You also need to understand the concept of MULTIPLES and where your firm is on the multiple scale. If you are a generic PR, advertising, or digital media firm, your multiple could be in the 3.0 to 4.0 range. But if you truly have something special to offer and are what the major national firms and deep-pocket private investment or family offices are looking for, your multiple could be north of 6.0 or more!
I knew nothing about the concept of multiples when I sold my firm. You will do well if you bring yourself up to speed on the concept and manage your firm accordingly.
2. Don’t play it too conservatively.
I did.
It felt great when I walked back into our CFO’s office one day and she showed me a bank statement with seven figures in available cash. A wonderful thing.
I took our management team out for a great lunch.
But there is only so much shrimp cocktail you can enjoy.
Our employees received very generous year-end bonuses that year.

Source records

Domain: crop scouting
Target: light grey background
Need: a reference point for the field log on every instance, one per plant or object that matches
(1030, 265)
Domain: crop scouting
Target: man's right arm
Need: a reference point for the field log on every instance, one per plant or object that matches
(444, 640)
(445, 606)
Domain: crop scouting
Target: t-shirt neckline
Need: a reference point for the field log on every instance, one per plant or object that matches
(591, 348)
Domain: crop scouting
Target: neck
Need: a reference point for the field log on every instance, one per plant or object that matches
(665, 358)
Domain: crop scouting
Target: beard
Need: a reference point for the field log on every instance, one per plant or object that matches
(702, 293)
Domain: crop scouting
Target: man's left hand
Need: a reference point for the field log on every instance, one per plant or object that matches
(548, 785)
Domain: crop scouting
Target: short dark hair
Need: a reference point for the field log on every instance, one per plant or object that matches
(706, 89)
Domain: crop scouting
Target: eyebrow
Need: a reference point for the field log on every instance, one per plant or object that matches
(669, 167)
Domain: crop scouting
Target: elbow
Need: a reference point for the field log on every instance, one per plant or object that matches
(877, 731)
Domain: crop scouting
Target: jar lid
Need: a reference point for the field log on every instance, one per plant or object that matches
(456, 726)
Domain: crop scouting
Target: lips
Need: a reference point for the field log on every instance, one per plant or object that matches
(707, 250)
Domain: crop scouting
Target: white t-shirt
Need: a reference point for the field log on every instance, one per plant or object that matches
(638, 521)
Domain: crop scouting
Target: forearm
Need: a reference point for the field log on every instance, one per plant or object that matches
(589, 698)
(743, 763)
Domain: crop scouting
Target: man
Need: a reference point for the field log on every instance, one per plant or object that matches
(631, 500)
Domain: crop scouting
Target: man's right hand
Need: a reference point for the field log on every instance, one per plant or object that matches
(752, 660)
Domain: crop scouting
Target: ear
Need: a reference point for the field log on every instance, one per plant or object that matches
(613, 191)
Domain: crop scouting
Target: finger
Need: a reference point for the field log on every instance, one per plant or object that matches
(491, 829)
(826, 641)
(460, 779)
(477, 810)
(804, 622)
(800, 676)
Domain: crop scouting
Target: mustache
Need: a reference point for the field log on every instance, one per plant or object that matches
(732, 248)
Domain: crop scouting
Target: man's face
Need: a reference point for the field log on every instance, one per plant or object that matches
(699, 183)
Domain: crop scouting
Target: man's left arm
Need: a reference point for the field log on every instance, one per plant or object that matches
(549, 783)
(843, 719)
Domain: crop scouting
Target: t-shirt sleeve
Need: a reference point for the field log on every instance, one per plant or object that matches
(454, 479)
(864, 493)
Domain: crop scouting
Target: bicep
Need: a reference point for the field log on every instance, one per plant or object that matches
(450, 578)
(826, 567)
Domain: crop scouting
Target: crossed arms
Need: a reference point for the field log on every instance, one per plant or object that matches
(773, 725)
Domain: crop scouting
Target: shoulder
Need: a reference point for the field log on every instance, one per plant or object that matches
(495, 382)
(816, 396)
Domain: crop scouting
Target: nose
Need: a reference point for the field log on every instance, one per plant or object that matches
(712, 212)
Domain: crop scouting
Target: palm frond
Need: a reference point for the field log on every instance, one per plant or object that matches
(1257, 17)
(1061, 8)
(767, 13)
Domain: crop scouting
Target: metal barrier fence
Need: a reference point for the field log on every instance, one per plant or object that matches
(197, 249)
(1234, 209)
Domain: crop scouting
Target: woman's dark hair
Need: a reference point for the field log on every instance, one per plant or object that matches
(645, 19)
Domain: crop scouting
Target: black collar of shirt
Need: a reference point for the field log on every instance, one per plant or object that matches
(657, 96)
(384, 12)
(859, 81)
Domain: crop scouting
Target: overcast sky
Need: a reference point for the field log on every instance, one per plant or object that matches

■ **Directions**:
• A. In the passage on selling a firm, what multiple range could a generic PR, advertising, or digital media firm expect?
• B. Copy the passage on selling a firm word for word, from "You also need" to "a great lunch.".
This data has no connection to the passage on selling a firm.

■ **Exercise results**:
• A. 3.0 to 4.0

• B.
You also need to understand the concept of MULTIPLES and where your firm is on the multiple scale. If you are a generic PR, advertising, or digital media firm, your multiple could be in the 3.0 to 4.0 range. But if you truly have something special to offer and are what the major national firms and deep-pocket private investment or family offices are looking for, your multiple could be north of 6.0 or more!
I knew nothing about the concept of multiples when I sold my firm. You will do well if you bring yourself up to speed on the concept and manage your firm accordingly.
2. Don’t play it too conservatively.
I did.
It felt great when I walked back into our CFO’s office one day and she showed me a bank statement with seven figures in available cash. A wonderful thing.
I took our management team out for a great lunch.